**GOAL:** Omit images. Retype all entries verbatim.

**Extracted records:**
# # #

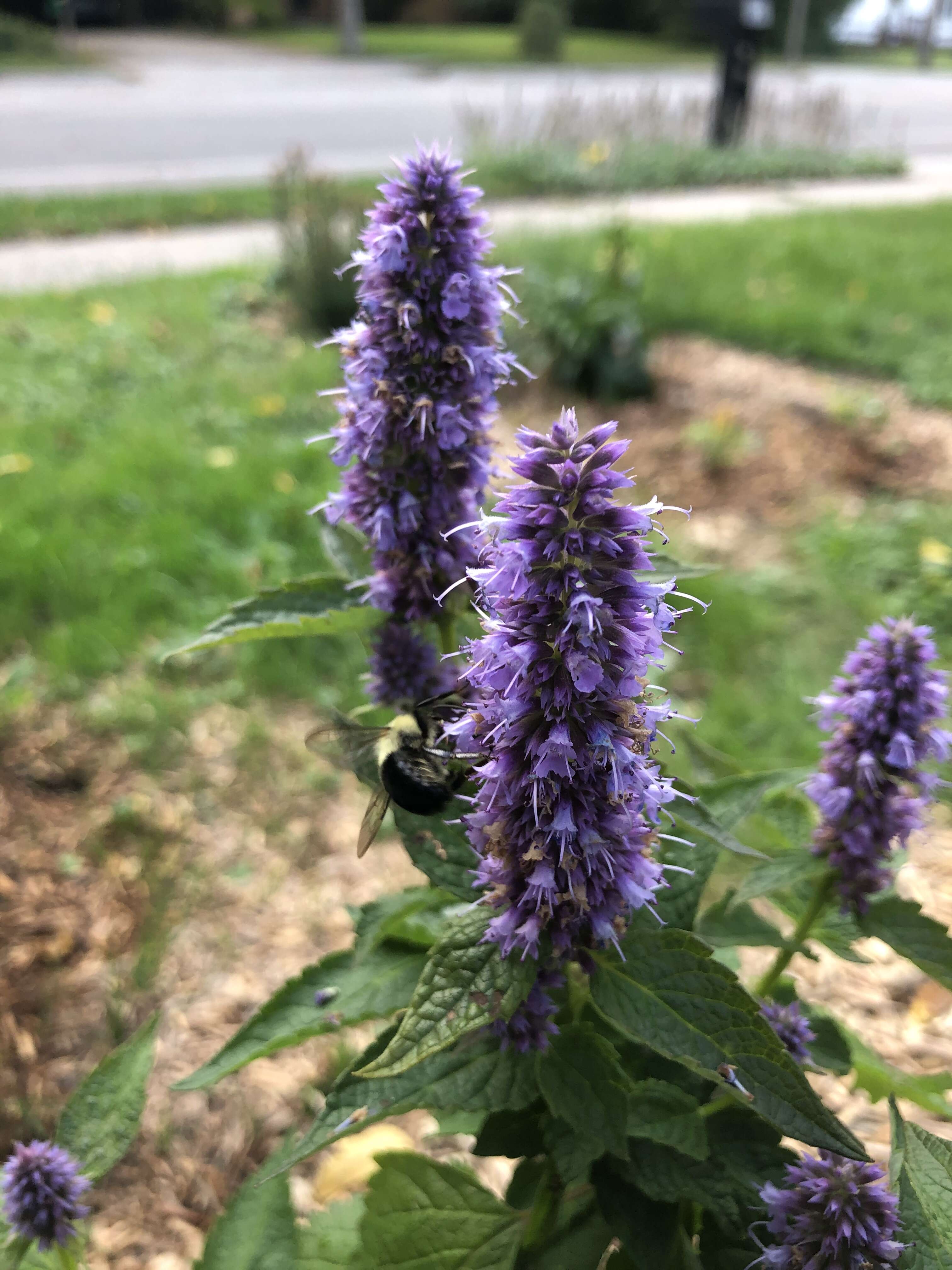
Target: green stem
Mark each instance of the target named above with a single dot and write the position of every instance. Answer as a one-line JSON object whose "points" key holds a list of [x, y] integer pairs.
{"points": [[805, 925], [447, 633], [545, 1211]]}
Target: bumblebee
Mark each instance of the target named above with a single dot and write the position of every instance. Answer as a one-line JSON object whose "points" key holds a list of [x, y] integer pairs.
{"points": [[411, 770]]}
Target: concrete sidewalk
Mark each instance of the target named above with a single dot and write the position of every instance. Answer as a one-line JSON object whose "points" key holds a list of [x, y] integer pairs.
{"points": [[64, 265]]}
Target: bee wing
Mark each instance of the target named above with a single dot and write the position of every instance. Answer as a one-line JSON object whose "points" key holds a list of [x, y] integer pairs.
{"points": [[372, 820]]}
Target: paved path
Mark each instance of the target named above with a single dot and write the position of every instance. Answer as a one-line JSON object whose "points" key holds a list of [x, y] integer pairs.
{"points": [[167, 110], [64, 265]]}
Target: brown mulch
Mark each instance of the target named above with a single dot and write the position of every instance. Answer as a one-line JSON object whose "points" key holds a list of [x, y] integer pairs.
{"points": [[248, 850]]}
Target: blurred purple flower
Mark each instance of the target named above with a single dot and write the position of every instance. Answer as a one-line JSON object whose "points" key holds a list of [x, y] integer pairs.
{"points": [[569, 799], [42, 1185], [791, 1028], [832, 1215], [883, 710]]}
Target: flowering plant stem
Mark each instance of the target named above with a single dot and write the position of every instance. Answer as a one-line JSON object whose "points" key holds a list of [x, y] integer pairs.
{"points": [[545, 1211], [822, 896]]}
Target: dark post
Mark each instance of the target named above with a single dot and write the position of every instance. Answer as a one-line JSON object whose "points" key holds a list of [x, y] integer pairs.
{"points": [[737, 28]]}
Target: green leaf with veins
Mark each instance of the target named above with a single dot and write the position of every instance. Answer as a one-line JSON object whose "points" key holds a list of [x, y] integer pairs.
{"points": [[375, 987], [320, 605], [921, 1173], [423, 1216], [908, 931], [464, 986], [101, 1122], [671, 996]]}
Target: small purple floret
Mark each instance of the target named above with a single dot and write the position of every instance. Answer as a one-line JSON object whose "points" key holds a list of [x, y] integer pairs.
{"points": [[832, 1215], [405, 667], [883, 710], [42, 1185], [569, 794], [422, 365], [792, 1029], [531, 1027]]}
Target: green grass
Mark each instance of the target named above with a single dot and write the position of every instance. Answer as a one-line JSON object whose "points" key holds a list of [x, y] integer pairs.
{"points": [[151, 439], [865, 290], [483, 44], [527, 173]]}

# # #

**REPLY TO THE EXERCISE:**
Target: green stem
Mark each instance of the target named above with a single dot and write the position of every instance. Answer as a one-line JSON object whose "points" key holds a list of [x, y] integer pairs.
{"points": [[805, 925], [447, 633], [545, 1211]]}
Target: bumblebee
Mark each instance of the target named above with a single dot and write the position of every instance. Answer as a one-line JSON object whose "points" key holds a list of [x, y] integer pairs.
{"points": [[411, 770]]}
Target: concrete sidewalk
Mark each instance of the target named above with a single dot and write the position of every instance. Answer as a one-line JSON object whose "points" key holds a list of [x, y] integer pairs.
{"points": [[64, 265]]}
Target: bee wing
Mark each instance of the target named above with a single dot and write the position of every instance. Answer as a one-line JSON object whose "points" key holds a list of [x, y] integer pairs.
{"points": [[372, 820]]}
Target: paved path
Mark each instance of the target named above with a single dot and write the position of every instance. Answer as a one-line JSON object whose "points" key holds a list of [x, y] integer pairs.
{"points": [[167, 110], [64, 265]]}
Target: brown mulch
Mark each instance of the target named above with a single dot and write the position of every instance. Answer as a one-line JSON object whose "points" key holds a list of [x, y] integer pairs.
{"points": [[248, 850]]}
Target: blurred purple flower
Mark each instance of the target named above with a single dot and write the position of every instance. Answer as a one-line JSON object whose "points" key holds a list of [x, y] integer pairs.
{"points": [[569, 799], [42, 1185], [791, 1028], [832, 1215], [883, 710]]}
Target: flowering plant stem
Mark each instance of the target named above with a single dot and write the position of every instance. Answer as a one-line JSON object whose "points" key holds a list of [x, y] integer pairs.
{"points": [[545, 1211], [822, 896]]}
Target: dark post
Mark each instance of the target named above with a single dot and write the position of every instance. Answer as a one-line JSON object whose "points" key holds a list of [x, y] integer pairs.
{"points": [[737, 28]]}
Target: green leaf with veins
Mark each instance of the target named above with a single dot and write the position of every instance. Answer as a one-line JSON object whose "points" key holds a list of [x, y] integer pairs.
{"points": [[375, 987], [320, 605], [921, 1173], [423, 1216], [908, 931], [464, 986], [101, 1122], [671, 996]]}
Target: small purple floret
Mark each instance of the target named above with a single dot and write the position of every instance. Answer as a one-line JSON object whose "points" key holds a list of [x, y] integer pairs.
{"points": [[832, 1215], [405, 667], [883, 710], [42, 1185], [569, 794], [422, 365], [792, 1029], [531, 1027]]}
Target: green grass
Mark each instance of the target named above with a single dot and write the position of every instance. Answer as a one-line JSON object whose "points" key holds a list of [x, y] integer pairs.
{"points": [[151, 439], [865, 290], [483, 44], [527, 173]]}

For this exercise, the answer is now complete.